Exercise: Pull out every line in the records below that includes the string "sand", and copy each one in full. Case counts.

Extracted records:

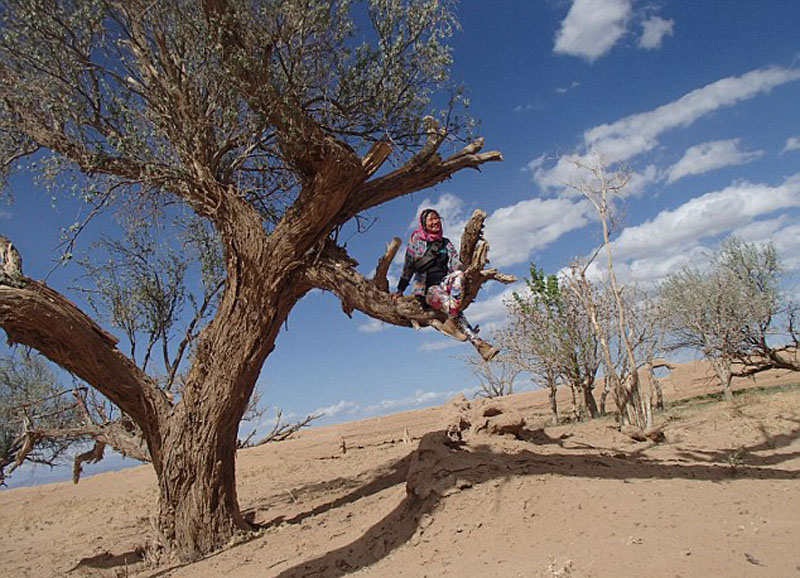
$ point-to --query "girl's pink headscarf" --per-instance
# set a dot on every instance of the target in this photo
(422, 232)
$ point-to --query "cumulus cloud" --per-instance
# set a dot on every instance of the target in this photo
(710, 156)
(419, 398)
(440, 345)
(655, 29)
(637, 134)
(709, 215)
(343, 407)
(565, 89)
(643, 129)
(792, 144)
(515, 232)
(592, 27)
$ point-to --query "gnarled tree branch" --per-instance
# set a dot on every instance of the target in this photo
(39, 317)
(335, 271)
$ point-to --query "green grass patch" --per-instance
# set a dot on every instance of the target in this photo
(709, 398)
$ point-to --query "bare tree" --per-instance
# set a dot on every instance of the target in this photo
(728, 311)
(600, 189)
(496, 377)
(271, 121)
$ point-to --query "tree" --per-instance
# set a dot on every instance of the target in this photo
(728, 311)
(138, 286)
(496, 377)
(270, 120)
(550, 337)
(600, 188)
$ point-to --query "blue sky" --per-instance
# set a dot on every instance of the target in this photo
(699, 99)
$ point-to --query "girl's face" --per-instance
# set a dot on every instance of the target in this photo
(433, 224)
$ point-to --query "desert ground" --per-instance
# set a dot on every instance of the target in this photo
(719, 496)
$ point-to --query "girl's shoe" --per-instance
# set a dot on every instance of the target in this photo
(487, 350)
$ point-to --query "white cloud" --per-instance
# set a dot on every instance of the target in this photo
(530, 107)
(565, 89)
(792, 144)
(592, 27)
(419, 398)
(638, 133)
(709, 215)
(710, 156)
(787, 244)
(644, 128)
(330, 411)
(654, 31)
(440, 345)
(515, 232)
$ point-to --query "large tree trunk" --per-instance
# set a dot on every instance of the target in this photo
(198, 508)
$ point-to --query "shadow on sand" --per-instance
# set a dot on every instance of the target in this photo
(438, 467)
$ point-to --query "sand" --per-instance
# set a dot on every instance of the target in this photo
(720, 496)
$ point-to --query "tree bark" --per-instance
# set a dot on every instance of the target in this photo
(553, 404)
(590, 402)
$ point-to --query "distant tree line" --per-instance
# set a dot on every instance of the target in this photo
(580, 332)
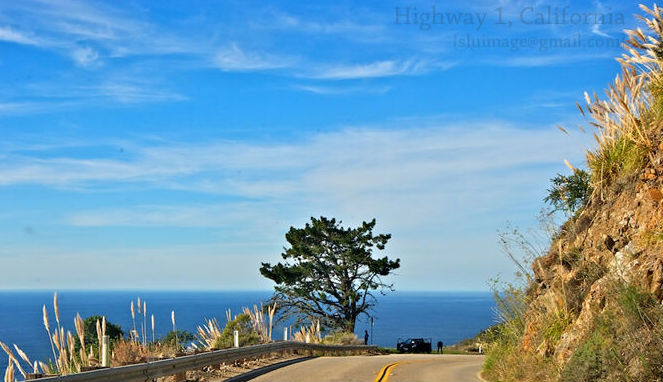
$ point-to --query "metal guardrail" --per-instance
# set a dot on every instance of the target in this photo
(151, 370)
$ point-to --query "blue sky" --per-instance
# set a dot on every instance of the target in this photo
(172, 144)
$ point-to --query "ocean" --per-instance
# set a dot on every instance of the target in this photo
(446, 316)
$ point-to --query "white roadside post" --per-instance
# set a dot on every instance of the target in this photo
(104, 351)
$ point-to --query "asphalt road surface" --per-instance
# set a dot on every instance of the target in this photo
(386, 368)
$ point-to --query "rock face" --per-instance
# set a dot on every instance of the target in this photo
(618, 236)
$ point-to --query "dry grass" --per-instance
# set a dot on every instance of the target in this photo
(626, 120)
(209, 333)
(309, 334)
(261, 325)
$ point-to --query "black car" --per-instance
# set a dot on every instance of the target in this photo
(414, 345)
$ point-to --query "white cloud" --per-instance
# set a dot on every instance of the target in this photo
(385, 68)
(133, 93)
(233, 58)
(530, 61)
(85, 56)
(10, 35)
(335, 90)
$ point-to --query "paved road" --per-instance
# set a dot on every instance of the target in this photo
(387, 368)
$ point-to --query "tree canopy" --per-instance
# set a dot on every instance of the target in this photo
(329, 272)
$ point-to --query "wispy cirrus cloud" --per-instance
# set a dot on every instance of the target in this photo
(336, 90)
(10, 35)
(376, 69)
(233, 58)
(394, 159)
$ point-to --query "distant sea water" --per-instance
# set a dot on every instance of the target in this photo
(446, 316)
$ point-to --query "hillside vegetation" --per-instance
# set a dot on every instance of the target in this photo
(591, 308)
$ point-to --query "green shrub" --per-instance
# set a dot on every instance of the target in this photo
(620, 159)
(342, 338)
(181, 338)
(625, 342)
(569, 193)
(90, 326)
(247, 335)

--

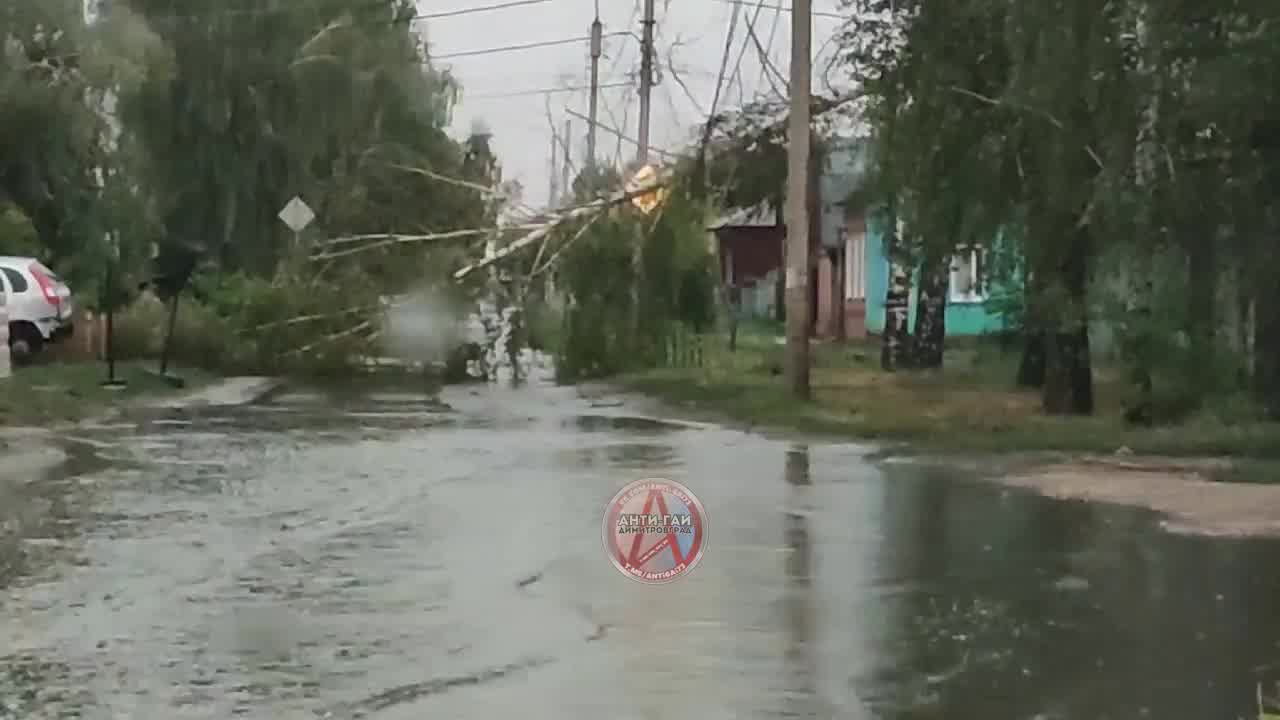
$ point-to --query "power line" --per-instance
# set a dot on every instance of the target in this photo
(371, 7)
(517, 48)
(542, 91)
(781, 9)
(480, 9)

---

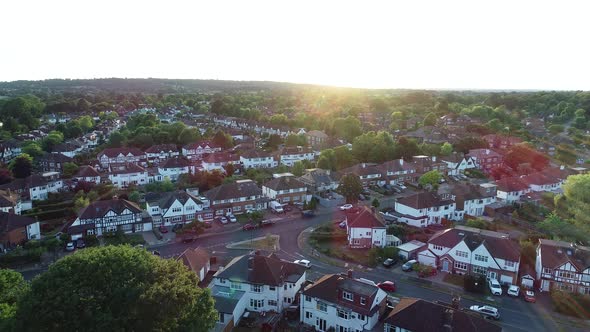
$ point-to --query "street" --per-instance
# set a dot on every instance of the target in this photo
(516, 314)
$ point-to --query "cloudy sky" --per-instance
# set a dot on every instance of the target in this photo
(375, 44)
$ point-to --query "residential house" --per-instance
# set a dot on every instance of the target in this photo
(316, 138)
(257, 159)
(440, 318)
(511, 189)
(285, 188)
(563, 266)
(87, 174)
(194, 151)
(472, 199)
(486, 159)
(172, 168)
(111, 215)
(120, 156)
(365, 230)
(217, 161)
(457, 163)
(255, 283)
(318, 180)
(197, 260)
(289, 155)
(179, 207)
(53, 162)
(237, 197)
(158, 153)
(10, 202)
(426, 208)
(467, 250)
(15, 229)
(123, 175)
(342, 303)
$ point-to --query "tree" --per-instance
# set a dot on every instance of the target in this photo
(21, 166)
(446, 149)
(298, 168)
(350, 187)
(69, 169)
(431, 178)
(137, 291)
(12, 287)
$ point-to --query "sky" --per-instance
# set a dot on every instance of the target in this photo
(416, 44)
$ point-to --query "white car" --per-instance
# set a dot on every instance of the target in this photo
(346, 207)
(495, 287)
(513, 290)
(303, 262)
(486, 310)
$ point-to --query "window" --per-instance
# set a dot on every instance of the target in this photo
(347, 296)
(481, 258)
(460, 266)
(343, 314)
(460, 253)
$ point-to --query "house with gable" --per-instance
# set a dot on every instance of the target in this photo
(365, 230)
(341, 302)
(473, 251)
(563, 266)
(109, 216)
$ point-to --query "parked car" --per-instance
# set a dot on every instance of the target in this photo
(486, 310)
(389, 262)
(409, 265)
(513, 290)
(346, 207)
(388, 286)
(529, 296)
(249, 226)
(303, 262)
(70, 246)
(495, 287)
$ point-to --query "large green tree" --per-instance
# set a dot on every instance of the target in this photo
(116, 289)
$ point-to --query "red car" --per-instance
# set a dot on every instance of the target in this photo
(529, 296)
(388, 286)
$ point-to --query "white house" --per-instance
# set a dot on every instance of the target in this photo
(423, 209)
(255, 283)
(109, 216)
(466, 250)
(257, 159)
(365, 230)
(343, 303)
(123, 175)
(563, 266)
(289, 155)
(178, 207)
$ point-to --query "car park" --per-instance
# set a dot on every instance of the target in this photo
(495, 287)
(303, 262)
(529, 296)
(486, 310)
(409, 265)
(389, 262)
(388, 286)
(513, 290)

Answer below:
$ point-to --query "shadow on sand" --per-instance
$ point-to --query "sand" --per-instance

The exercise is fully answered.